__WHAT THE TASK ASKS__.
Format the lines of the material below as a JSON list of strings, one string per line and with blank lines left out, starting at the line that contains "Task: the component shall indicate the black" and ending at the last line of the material.

__DATA SUPPLIED__.
_ _ _ _ _ _ _
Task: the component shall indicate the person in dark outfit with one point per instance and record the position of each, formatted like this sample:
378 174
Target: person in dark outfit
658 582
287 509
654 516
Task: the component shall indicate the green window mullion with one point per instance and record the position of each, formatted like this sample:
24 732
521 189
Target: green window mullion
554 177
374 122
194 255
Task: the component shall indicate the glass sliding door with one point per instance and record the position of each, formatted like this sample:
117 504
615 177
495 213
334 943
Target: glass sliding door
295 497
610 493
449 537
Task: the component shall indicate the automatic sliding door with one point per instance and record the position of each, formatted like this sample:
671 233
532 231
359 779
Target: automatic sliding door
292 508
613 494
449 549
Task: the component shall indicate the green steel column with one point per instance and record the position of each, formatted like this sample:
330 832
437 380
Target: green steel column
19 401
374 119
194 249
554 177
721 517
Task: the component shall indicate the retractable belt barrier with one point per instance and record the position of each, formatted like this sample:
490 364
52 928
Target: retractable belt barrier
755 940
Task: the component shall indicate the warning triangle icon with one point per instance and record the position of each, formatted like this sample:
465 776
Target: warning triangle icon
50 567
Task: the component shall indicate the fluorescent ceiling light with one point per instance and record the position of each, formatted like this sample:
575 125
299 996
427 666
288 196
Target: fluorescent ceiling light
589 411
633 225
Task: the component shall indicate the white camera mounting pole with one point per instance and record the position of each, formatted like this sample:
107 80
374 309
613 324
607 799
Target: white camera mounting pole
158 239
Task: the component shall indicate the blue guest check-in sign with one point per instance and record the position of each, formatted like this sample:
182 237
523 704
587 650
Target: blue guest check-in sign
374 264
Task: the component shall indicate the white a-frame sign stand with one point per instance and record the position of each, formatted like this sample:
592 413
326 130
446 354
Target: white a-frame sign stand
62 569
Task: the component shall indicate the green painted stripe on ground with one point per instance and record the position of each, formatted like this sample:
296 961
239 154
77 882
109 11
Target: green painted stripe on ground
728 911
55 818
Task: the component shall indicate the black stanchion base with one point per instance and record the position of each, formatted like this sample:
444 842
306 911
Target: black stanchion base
_ _ _ _ _ _ _
__REPLY TO THE TASK__.
[
  "Task: the component shall indicate the black stanchion base with one point per instance and record the position of each, formatted like this sample:",
  "444 842",
  "306 911",
  "Target: black stanchion base"
]